**Desafios**
1. Segundo a reportagem sobre o arroz transgênico, em que lugar foi realizada a audiência pública da CTNBio?
2. Diga se cada afirmação abaixo está de acordo com a reportagem sobre o arroz transgênico, citando as palavras decisivas do texto: (a) A reunião durou menos de duas horas. (b) A audiência tratou da liberação comercial de arroz transgênico. (c) A Embrapa vê benefício na variedade.
3. Liste tudo o que, de acordo com a reportagem sobre o arroz transgênico, houve durante a reunião, antes da constatação mencionada no texto.

**Trecho do documento**
==============================
Título: Análise de arroz transgênico reabre conflito na CTNBio
Autor: Formenti, Lígia
Fonte: O Estado de São Paulo, 19/03/2009, Vida&, p. A19

Representante do Greenpeace diz que discussão foi resgatada; Embrapa não vê benefício na variedade

Lígia Formenti

Uma audiência pública sobre a liberação comercial de arroz transgênico promovida ontem pela Comissão Técnica Nacional de Biossegurança (CTNBio) reacendeu o embate entre ambientalistas e integrantes do colegiado. Durante mais de três horas de reunião, realizada em um auditório pequeno e lotado na Câmara dos Deputados, houve troca de farpas, aplausos, revolta, risos e uma constatação: as organizações não-governamentais (ONGs) se recuperaram da apatia notada no segundo semestre do ano passado e retornaram à cena.
==============================
**Dados brutos**
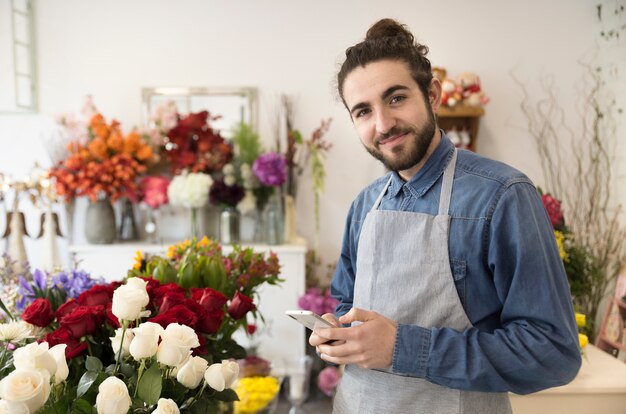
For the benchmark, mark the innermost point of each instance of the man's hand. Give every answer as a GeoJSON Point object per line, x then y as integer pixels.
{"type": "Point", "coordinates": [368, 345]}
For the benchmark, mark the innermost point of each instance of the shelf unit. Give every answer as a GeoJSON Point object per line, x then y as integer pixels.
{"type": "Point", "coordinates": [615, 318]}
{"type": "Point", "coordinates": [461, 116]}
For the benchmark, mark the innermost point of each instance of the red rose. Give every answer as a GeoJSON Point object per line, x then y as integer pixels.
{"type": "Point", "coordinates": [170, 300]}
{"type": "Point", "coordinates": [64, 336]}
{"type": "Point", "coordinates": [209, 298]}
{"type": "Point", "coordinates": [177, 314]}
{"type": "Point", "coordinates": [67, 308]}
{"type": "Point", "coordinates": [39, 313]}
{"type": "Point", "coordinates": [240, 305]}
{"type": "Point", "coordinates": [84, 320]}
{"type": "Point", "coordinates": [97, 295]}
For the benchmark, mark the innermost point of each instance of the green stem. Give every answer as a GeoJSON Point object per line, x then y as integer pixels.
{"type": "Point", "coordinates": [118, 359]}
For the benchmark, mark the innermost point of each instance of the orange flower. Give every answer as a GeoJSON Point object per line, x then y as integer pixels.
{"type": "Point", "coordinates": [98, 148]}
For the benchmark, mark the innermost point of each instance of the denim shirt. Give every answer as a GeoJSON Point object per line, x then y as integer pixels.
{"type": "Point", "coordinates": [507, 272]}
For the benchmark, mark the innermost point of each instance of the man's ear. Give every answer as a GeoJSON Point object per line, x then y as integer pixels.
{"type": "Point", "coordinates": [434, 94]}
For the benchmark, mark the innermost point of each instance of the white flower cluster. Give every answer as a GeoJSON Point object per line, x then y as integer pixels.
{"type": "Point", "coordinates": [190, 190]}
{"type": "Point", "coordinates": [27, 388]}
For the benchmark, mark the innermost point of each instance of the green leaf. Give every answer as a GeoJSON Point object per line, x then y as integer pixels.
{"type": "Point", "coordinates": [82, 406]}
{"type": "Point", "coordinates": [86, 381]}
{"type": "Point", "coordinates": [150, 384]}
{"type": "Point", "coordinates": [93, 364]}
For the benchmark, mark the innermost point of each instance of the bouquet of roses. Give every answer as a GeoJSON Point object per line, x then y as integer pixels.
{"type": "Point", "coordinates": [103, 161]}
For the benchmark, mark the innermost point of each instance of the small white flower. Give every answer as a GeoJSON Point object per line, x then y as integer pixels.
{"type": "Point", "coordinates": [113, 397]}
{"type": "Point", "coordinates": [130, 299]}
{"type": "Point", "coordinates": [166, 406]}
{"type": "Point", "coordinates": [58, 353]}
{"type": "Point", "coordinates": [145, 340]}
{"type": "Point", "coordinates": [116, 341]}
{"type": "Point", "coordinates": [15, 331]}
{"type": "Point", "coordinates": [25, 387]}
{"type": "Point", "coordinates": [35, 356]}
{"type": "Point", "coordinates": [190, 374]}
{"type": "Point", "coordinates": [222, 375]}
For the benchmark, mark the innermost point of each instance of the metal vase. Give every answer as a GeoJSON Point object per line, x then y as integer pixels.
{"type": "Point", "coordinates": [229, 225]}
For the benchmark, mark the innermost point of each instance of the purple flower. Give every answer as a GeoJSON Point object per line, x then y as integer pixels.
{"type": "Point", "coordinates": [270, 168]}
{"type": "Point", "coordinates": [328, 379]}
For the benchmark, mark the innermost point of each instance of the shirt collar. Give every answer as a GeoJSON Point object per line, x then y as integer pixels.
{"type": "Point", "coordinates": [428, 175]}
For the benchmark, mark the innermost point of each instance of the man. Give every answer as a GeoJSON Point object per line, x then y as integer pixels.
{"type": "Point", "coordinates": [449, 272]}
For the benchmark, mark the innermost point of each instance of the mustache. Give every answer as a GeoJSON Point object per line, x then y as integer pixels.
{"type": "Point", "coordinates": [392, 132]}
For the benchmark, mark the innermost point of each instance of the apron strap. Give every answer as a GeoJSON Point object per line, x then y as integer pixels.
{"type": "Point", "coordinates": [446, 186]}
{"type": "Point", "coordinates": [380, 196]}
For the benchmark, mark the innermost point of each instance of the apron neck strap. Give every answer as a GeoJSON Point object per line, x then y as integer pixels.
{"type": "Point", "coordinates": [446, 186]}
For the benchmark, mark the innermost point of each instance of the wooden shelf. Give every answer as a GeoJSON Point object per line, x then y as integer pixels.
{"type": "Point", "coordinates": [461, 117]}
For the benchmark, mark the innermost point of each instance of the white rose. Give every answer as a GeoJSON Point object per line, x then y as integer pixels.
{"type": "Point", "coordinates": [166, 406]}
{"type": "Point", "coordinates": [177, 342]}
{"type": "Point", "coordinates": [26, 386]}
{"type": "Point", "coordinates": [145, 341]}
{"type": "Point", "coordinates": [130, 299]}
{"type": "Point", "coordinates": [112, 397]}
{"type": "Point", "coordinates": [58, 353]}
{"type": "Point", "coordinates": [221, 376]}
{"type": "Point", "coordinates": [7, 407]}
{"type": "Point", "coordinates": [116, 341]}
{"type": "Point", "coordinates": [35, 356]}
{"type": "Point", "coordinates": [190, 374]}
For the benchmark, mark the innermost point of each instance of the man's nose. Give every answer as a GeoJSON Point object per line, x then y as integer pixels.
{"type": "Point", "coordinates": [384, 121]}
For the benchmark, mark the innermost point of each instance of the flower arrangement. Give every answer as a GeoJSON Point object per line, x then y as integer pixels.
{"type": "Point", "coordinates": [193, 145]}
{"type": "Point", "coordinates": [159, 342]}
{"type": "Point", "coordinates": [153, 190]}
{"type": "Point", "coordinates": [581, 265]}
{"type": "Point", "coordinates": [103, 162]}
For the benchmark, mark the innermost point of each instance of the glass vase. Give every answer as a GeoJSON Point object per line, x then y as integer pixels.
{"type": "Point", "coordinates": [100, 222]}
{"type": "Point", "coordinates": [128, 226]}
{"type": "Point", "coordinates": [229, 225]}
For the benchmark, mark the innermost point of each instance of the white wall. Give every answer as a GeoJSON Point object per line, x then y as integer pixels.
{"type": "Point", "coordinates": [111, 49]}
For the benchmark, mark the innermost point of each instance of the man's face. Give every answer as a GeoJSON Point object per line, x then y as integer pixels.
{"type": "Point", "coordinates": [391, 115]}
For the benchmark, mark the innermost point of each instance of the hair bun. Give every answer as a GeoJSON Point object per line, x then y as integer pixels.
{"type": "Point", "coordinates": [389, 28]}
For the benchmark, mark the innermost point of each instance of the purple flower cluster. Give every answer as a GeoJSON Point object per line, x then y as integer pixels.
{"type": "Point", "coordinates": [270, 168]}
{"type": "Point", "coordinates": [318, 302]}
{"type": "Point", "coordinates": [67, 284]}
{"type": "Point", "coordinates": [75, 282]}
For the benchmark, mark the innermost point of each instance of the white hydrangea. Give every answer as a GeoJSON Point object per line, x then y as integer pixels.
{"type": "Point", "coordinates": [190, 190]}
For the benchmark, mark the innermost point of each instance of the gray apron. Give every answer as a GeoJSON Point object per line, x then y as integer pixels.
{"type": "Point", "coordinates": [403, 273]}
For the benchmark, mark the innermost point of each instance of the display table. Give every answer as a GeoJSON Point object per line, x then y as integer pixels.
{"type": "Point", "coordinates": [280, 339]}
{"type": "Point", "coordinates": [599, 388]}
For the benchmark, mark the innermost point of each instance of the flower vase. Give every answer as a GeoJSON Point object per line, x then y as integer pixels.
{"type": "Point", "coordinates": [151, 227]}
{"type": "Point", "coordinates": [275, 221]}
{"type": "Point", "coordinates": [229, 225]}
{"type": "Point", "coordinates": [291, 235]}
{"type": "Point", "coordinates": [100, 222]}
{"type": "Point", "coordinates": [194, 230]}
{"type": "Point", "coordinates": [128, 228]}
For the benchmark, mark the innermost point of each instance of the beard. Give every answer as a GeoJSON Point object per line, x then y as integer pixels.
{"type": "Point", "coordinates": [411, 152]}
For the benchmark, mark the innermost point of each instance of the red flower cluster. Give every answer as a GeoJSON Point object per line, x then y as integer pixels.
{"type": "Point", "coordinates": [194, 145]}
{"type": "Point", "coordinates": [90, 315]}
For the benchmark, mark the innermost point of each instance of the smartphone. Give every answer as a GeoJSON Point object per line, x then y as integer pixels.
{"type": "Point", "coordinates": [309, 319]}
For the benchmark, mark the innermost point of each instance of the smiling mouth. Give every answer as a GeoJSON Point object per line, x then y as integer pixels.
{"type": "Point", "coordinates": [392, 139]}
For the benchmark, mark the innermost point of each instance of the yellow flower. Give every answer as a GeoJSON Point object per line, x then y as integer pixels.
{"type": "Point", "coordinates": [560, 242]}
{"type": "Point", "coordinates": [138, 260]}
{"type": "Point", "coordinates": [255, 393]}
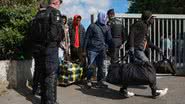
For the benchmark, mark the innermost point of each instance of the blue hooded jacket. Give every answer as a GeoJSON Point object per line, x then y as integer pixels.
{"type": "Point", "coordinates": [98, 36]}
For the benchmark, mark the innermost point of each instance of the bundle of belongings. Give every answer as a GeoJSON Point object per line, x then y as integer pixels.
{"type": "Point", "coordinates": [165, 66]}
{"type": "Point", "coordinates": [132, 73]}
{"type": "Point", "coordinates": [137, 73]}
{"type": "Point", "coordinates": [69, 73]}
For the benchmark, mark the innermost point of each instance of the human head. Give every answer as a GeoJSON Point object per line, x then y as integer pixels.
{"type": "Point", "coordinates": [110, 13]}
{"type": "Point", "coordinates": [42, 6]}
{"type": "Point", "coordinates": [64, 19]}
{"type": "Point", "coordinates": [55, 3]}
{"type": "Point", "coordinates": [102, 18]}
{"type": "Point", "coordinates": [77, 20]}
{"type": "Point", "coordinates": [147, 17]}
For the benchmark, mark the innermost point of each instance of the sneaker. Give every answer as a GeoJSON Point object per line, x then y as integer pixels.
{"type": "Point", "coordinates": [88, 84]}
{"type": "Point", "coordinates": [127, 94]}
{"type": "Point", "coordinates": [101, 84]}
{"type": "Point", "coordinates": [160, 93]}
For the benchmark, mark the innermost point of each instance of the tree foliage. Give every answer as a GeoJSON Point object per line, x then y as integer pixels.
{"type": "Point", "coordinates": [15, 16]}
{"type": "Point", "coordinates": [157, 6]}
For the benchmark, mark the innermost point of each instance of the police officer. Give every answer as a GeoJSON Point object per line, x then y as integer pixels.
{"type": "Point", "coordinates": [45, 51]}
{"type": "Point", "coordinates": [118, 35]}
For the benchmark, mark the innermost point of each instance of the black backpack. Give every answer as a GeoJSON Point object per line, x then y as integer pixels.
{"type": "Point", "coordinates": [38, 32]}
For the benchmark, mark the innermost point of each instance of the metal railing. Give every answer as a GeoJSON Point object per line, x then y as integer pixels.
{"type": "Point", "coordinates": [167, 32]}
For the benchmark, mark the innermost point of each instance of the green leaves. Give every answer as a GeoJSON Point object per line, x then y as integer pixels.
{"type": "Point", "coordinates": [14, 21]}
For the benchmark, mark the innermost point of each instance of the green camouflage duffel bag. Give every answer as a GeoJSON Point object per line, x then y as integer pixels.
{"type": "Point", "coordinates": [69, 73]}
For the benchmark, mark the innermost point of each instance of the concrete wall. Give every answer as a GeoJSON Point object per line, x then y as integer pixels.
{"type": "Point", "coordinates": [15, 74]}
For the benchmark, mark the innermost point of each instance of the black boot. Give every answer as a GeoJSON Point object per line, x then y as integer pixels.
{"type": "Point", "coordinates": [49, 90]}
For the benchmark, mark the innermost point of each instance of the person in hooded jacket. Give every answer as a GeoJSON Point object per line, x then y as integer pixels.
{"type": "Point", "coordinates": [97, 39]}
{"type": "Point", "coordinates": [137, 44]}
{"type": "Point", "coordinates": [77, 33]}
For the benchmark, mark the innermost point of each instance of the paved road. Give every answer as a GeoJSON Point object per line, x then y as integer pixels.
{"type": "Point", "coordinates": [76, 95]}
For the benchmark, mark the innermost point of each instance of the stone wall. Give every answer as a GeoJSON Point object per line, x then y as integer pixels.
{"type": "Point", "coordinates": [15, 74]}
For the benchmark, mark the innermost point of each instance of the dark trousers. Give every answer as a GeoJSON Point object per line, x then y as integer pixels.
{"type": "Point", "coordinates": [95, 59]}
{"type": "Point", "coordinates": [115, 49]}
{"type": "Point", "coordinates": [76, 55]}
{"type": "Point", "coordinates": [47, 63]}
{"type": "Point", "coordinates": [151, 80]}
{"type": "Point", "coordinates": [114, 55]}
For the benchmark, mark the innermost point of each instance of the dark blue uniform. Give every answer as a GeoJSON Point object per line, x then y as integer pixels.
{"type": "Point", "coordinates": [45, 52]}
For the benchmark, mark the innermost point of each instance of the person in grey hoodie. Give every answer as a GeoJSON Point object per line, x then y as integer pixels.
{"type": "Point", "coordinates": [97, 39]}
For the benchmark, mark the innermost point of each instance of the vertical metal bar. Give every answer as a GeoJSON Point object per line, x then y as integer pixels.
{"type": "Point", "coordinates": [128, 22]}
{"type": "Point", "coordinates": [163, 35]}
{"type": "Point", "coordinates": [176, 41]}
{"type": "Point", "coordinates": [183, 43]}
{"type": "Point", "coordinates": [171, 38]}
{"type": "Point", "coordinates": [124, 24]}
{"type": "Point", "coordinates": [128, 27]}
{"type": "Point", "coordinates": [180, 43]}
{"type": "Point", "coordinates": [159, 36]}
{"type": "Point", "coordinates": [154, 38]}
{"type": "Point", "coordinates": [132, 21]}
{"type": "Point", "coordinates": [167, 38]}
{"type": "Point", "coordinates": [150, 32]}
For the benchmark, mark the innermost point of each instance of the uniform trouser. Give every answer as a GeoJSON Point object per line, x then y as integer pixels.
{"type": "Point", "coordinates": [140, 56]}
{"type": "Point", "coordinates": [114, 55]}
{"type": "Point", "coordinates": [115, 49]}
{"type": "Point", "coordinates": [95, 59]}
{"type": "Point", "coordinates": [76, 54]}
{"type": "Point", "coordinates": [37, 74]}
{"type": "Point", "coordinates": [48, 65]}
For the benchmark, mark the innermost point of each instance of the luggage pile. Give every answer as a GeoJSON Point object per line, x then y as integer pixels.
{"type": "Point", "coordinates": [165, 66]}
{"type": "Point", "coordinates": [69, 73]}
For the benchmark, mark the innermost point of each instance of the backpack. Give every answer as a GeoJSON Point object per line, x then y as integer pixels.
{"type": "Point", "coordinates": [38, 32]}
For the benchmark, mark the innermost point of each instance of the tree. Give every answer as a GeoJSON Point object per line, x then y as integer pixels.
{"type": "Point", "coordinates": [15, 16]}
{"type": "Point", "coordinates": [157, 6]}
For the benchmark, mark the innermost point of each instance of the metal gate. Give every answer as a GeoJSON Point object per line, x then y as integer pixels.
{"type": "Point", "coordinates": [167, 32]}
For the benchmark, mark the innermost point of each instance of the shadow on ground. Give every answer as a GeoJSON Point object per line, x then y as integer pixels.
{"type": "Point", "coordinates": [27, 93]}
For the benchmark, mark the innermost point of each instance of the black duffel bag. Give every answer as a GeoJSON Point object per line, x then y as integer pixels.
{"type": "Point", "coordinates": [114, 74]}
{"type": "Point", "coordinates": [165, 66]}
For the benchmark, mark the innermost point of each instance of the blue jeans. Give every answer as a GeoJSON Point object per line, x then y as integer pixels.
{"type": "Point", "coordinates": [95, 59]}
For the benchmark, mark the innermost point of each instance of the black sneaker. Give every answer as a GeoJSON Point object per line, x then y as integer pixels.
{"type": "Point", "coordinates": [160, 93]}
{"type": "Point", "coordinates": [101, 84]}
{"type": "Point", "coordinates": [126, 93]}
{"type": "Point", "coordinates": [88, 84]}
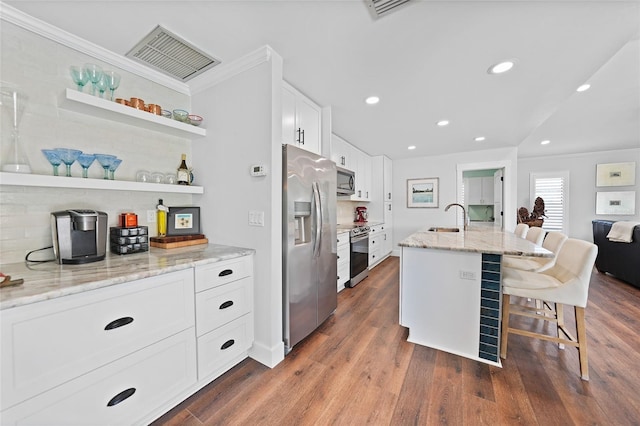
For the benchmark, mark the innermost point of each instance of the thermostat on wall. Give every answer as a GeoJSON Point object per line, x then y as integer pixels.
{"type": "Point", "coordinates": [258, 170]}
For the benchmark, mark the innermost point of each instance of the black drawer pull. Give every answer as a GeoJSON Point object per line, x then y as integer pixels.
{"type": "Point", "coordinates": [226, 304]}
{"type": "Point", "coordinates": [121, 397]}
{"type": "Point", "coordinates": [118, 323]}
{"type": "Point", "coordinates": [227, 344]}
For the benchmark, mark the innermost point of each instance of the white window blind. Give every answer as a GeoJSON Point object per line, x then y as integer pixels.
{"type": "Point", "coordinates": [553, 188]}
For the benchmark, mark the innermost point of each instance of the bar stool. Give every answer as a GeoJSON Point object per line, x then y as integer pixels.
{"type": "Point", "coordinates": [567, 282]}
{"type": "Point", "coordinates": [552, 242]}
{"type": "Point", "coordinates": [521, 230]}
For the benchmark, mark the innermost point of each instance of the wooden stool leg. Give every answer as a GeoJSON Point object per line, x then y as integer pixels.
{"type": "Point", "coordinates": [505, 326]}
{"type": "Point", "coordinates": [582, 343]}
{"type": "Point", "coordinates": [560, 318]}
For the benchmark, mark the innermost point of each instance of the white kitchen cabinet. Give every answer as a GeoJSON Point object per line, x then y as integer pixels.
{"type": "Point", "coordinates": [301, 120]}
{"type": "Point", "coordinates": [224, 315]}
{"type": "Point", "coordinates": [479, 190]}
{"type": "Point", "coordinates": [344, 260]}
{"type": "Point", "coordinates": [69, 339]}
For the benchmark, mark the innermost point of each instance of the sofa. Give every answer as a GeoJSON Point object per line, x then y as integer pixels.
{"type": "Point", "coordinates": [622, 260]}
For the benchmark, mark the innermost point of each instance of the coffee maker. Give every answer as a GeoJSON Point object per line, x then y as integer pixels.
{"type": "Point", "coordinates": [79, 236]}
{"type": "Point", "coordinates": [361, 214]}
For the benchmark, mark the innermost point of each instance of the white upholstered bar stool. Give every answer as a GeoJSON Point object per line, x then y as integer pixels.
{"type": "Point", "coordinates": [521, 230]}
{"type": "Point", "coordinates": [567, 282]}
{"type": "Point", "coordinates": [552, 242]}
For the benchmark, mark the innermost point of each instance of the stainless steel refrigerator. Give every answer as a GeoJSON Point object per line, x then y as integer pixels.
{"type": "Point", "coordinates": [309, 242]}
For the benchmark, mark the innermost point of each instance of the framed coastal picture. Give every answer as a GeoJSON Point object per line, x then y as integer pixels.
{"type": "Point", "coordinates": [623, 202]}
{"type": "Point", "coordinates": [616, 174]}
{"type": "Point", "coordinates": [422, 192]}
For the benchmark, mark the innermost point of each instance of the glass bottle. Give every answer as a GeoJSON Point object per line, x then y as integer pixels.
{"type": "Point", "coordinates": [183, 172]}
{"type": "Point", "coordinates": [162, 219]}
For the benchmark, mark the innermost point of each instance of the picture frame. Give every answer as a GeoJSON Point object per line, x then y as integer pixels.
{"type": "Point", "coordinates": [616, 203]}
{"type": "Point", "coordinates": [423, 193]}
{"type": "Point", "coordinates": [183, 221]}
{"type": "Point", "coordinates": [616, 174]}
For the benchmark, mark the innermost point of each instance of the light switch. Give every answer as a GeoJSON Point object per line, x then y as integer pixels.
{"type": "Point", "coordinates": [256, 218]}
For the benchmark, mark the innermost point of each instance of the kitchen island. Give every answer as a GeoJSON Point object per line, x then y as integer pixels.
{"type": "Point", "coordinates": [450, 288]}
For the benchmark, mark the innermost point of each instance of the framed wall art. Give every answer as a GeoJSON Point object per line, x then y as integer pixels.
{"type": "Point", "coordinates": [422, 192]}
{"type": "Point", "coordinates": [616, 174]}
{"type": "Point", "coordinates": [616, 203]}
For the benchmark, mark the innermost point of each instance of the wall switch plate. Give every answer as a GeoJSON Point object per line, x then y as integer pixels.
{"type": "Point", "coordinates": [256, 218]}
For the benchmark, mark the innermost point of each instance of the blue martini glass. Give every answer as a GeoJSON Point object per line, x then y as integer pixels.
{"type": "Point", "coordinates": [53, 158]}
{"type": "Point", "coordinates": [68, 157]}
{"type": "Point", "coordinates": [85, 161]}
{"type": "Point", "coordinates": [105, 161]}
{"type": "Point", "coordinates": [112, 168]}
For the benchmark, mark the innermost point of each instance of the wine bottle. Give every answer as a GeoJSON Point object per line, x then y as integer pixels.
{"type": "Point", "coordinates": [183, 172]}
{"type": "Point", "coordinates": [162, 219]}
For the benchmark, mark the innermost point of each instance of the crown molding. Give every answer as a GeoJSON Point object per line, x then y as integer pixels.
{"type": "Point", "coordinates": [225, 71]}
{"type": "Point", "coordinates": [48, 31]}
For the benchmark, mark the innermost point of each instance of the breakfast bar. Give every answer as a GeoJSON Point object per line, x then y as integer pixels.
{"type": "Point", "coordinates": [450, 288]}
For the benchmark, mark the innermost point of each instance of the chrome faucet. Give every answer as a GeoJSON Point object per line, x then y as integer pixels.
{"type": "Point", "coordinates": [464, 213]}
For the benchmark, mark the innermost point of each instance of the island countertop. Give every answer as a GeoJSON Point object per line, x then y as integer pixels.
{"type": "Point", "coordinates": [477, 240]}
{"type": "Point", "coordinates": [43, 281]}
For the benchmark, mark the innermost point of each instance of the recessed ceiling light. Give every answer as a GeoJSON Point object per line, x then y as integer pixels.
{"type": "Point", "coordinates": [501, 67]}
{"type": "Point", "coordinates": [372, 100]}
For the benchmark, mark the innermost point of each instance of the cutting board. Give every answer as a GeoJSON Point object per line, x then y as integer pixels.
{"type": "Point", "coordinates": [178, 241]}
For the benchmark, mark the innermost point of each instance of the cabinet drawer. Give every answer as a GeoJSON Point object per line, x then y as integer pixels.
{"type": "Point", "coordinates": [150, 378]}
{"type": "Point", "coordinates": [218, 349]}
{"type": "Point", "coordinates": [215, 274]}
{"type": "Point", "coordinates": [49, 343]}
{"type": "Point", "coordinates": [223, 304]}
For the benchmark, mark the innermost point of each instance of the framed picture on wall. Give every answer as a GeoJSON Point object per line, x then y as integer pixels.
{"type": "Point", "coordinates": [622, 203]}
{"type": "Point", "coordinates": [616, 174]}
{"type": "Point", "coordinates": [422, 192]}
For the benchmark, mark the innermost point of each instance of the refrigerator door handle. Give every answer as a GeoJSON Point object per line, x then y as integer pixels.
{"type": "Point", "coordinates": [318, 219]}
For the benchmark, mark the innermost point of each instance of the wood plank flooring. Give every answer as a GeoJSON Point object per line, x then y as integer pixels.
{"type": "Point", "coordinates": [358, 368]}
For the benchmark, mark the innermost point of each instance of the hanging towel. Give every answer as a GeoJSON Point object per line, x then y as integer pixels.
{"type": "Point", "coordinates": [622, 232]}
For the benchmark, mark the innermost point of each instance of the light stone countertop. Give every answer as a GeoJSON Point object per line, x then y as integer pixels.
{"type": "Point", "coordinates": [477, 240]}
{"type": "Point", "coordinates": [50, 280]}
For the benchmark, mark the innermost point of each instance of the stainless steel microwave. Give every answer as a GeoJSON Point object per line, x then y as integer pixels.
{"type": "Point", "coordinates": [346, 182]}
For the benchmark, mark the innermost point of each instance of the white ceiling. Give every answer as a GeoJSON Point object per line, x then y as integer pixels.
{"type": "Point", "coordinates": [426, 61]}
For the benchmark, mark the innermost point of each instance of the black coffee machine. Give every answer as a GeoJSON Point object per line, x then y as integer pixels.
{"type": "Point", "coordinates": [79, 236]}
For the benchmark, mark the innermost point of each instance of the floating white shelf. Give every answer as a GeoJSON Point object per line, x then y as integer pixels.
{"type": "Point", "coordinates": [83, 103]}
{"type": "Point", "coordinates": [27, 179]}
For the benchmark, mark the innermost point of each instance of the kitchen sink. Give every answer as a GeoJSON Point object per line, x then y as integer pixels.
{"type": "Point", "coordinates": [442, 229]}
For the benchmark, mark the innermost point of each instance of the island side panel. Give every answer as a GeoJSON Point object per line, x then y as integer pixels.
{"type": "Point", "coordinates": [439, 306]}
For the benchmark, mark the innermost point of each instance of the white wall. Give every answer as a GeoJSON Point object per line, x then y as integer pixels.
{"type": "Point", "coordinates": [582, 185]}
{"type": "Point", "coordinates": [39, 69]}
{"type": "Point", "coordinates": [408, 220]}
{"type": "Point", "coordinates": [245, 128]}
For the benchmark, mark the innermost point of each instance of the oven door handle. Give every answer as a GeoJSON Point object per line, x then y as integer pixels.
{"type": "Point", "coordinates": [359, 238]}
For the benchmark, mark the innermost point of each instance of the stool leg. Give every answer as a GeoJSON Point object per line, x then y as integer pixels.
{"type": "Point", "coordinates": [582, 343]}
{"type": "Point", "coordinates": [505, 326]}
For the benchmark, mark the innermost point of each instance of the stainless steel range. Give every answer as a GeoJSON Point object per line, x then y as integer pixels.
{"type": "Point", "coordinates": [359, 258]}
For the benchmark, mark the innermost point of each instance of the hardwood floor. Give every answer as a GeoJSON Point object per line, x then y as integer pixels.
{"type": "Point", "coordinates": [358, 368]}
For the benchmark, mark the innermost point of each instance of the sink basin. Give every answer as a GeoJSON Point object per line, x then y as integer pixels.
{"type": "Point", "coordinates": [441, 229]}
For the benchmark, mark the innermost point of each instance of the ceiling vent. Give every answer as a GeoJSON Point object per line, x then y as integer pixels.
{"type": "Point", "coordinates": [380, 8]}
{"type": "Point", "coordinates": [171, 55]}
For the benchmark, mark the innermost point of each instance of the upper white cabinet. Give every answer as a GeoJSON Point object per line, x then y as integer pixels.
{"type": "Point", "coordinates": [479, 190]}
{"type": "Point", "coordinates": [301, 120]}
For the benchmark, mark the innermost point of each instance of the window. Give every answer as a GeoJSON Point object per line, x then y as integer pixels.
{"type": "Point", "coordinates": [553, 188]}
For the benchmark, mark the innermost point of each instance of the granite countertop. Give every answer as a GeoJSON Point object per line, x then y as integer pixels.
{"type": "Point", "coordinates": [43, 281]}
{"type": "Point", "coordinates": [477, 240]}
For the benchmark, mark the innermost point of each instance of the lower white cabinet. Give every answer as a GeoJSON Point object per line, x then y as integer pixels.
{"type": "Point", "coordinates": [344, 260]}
==============================
**Respostas em ordem**
1. Em um auditório pequeno e lotado na Câmara dos Deputados.

2.
(a) Não: "Durante mais de três horas de reunião"
(b) Sim: "Uma audiência pública sobre a liberação comercial de arroz transgênico"
(c) Não: "Embrapa não vê benefício na variedade"

3. Troca de farpas, aplausos, revolta, risos